#### TASK DATA

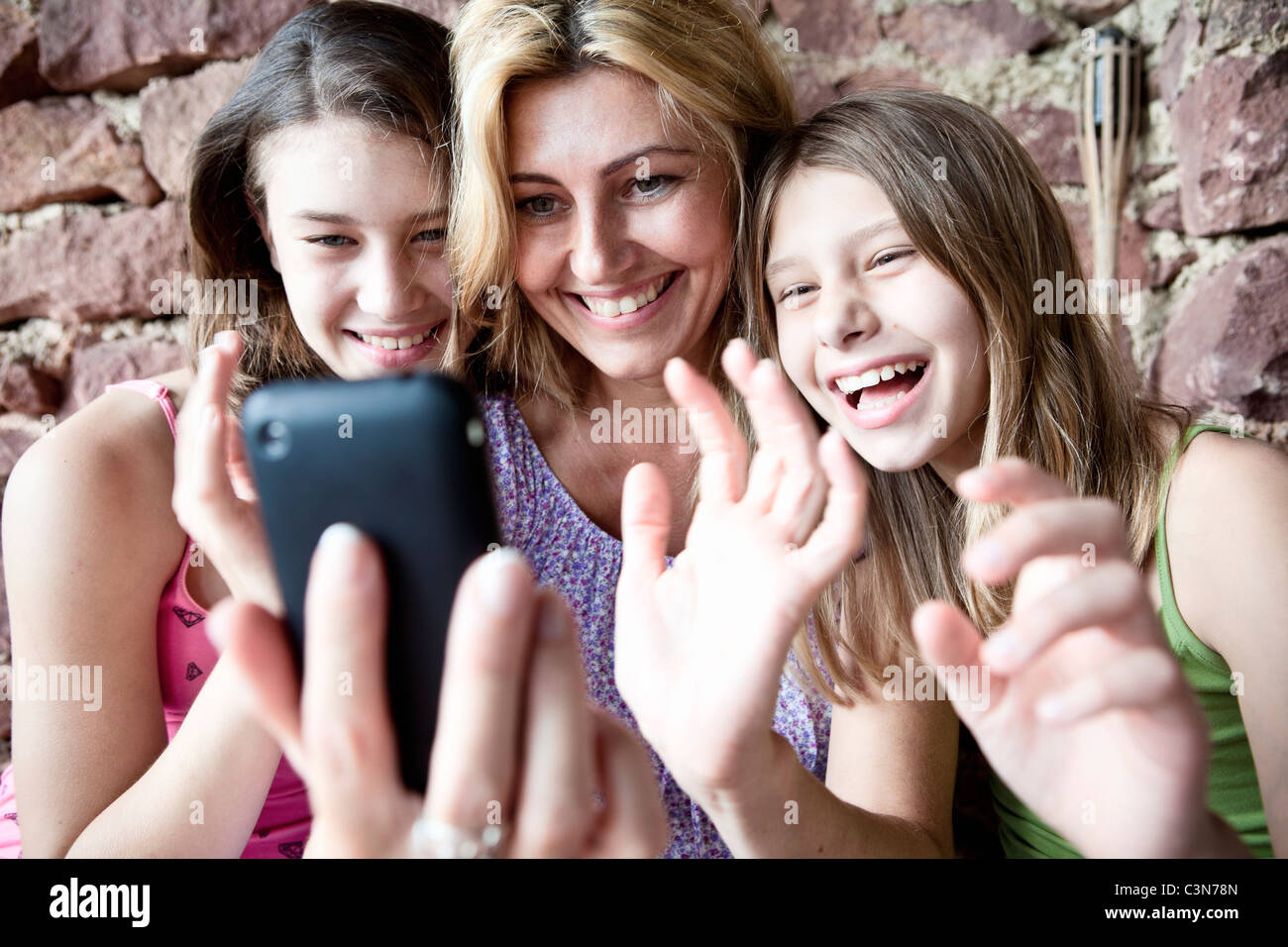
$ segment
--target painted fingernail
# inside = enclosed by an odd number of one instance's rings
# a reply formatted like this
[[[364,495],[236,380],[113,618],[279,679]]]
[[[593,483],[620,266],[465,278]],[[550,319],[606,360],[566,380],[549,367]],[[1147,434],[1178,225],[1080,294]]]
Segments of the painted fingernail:
[[[997,666],[998,670],[1012,665],[1019,655],[1019,642],[1007,634],[999,634],[996,638],[989,638],[980,647],[980,657],[984,658],[984,662]]]
[[[334,581],[363,582],[370,579],[365,557],[357,551],[363,540],[353,523],[332,523],[318,539],[318,566],[331,573]]]
[[[501,546],[488,553],[479,566],[478,582],[474,586],[479,604],[492,615],[513,612],[523,595],[524,577],[519,575],[519,568],[523,566],[523,554],[510,546]],[[524,568],[524,575],[526,572]]]

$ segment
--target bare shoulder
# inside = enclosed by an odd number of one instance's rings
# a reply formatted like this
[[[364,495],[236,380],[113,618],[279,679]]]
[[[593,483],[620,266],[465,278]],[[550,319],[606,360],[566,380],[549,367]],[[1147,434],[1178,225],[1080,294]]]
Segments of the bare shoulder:
[[[1284,593],[1285,537],[1288,455],[1253,438],[1195,437],[1172,474],[1167,548],[1177,606],[1208,647],[1226,653],[1248,626],[1240,600]]]
[[[106,392],[18,460],[4,493],[5,544],[30,536],[75,548],[120,530],[156,536],[173,559],[182,544],[173,483],[174,438],[160,406],[137,392]]]

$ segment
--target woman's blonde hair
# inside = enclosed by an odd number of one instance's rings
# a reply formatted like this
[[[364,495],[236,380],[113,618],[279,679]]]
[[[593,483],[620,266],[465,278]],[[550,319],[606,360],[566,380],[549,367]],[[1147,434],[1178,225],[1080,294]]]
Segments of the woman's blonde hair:
[[[1188,414],[1140,397],[1140,380],[1119,353],[1103,314],[1056,307],[1036,314],[1041,281],[1081,282],[1069,224],[1041,171],[988,112],[934,91],[878,89],[828,106],[788,133],[765,161],[746,278],[753,300],[748,335],[777,358],[777,325],[765,287],[775,205],[799,169],[859,174],[884,192],[917,250],[970,299],[987,340],[989,396],[980,463],[1019,456],[1079,496],[1118,502],[1137,566],[1158,519],[1160,470]],[[1070,307],[1078,308],[1078,307]],[[1011,589],[967,580],[958,566],[969,542],[1003,515],[962,502],[926,464],[869,479],[868,577],[846,569],[815,608],[817,658],[797,657],[817,685],[820,669],[842,702],[880,682],[882,666],[914,655],[913,609],[931,598],[963,608],[990,633],[1010,611]]]
[[[204,286],[255,281],[256,312],[245,320],[228,294],[202,294],[188,317],[188,366],[215,332],[241,332],[234,411],[267,381],[334,376],[300,335],[256,222],[265,219],[264,142],[292,125],[353,117],[424,142],[446,178],[451,106],[447,30],[389,4],[340,0],[289,19],[206,122],[188,164],[189,263]]]
[[[569,368],[585,361],[514,285],[506,93],[524,80],[591,67],[649,80],[663,121],[711,147],[728,174],[738,273],[750,233],[748,169],[793,120],[786,73],[737,0],[471,0],[453,30],[451,62],[457,119],[448,253],[462,318],[480,330],[470,352],[465,332],[452,336],[453,363],[473,363],[475,378],[483,365],[491,384],[515,394],[541,390],[580,407],[583,392]],[[734,280],[712,325],[711,363],[697,366],[708,378],[746,311]]]

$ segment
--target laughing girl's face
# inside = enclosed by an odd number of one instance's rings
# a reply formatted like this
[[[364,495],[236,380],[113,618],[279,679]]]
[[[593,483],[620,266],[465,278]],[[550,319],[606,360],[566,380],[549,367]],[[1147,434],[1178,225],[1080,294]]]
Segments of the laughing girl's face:
[[[603,375],[697,361],[729,287],[729,179],[667,135],[641,77],[590,68],[529,80],[506,102],[518,285]]]
[[[868,179],[797,169],[779,195],[765,281],[783,367],[881,470],[979,459],[988,405],[980,320]]]
[[[438,368],[447,175],[428,146],[332,117],[277,131],[263,152],[261,229],[309,348],[345,379]]]

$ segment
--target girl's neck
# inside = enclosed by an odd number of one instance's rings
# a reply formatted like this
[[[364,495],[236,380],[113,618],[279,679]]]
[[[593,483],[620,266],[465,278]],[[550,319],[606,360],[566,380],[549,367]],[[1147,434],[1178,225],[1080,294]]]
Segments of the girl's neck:
[[[972,466],[979,466],[987,424],[988,417],[981,415],[965,434],[930,460],[931,469],[954,493],[957,492],[957,477]]]

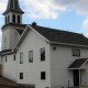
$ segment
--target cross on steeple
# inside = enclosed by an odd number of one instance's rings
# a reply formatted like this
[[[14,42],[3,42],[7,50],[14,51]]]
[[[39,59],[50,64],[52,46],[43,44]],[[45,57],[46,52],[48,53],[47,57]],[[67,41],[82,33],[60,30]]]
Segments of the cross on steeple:
[[[3,12],[3,15],[6,15],[8,12],[19,12],[24,13],[19,6],[19,0],[9,0],[7,10]]]

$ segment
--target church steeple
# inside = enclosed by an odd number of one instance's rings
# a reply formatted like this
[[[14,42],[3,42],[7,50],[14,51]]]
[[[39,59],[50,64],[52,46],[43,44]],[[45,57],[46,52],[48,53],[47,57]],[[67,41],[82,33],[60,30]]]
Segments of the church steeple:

#### STATED GOAL
Pull out every line in the records above that contains the string "fingernail", matching case exactly.

#### RESPONSE TO THE TASK
--target painted fingernail
Segments of the painted fingernail:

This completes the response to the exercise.